_Document extract_:
Specifically, when a Suspense fiber's state switches from suspended to
resolved, we schedule an effect on the parent Suspense fiber, rather
than the inner Offscreen fiber. Then in the commit phase, the Suspense
fiber is responsible for committing the visibility effect on Offscreen.

There two main reasons we implemented it this way, neither of which
apply any more:

- The inner Offscreen fiber that wraps around the Suspense children used
  to be conditionally added only when the boundary was in its fallback
  state. So when toggling back to visible, there was no inner fiber to
  handle the visibility effect. This is no longer the case — the
  primary children are always wrapped in an Offscreen fiber.
- When the Suspense fiber is in its fallback state, the inner Offscreen
  fiber does not have a complete phase, because we bail out of
  rendering that tree. In the old effects list implementation, that
  meant the Offscreen fiber did not get added to the effect list, so
  it didn't have a commit phase. In the new recursive effects
  implementation, there's no list to maintain. Marking a flag on the
  inner fiber is sufficient to schedule a commit effect.

_Excerpted data_:
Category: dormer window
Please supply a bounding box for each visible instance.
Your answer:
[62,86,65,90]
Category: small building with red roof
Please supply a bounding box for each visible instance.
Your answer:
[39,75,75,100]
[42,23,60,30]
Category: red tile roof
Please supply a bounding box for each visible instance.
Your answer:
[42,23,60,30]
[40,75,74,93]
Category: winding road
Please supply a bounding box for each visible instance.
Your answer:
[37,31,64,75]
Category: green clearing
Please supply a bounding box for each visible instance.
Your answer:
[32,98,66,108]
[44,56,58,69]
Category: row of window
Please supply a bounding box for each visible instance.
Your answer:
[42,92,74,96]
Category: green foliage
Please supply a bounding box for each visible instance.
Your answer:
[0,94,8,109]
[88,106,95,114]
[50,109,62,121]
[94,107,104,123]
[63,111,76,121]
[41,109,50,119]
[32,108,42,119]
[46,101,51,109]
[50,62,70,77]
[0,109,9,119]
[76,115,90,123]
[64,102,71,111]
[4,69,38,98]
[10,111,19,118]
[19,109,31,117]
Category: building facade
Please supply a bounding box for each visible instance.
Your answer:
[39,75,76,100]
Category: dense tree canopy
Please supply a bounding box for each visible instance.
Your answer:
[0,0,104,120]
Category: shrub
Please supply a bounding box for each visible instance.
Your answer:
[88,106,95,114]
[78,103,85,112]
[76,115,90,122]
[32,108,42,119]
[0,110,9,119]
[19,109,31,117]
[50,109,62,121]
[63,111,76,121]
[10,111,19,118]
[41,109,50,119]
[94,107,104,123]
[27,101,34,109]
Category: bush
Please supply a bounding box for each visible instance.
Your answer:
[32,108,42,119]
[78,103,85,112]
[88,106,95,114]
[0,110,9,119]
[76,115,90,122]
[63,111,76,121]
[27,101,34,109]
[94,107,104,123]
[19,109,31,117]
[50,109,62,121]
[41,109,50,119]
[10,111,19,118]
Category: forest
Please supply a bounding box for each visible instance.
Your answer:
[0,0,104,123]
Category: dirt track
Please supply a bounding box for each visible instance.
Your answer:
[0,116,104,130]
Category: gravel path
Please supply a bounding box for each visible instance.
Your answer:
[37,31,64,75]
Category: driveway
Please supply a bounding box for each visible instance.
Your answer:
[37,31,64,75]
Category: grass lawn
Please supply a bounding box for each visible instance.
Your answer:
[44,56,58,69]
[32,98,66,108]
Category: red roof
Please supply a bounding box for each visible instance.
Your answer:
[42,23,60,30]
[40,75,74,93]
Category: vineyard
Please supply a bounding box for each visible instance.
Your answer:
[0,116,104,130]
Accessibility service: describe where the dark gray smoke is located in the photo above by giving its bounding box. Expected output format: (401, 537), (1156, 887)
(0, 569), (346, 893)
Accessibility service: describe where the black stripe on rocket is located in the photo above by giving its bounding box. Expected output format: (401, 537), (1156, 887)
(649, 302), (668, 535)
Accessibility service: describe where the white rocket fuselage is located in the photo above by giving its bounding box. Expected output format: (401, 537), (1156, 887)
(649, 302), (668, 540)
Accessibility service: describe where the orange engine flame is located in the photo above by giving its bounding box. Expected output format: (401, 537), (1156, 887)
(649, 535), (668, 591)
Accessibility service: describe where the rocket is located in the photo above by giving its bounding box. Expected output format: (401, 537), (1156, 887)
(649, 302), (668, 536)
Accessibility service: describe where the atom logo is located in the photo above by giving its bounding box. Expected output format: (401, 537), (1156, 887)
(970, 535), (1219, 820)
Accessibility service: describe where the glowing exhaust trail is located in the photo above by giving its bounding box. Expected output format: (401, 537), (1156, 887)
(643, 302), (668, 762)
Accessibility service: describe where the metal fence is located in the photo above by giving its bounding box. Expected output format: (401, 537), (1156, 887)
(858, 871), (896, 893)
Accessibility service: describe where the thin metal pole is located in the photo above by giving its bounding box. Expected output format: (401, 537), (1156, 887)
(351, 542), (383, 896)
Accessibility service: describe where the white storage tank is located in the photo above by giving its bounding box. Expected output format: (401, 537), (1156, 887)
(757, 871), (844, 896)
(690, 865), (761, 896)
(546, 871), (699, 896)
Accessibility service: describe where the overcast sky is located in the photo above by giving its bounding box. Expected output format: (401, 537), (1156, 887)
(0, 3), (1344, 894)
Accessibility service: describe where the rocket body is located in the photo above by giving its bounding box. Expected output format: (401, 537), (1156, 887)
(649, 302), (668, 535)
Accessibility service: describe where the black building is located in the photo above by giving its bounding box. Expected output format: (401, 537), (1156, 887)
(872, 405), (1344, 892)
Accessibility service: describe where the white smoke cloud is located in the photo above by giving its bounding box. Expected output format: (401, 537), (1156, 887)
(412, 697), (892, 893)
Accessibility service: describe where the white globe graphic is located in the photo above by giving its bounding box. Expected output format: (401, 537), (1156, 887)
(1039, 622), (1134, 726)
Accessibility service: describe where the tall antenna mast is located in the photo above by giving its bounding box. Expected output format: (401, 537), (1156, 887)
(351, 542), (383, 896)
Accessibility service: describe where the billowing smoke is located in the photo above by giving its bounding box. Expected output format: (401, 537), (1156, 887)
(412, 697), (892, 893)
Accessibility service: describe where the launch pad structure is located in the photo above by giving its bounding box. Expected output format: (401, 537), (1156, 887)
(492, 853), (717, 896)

_Written request_:
Answer these questions about the text on Suspense fibers:
1. When a Suspense fiber goes from suspended to resolved, which fiber is the effect scheduled on?
2. How are the primary children wrapped now?
3. In the new recursive effects implementation, what is enough to schedule a commit effect?

_Response_:
1. The parent Suspense fiber, not the inner Offscreen fiber.
2. They are always wrapped in an Offscreen fiber.
3. Marking a flag on the inner fiber.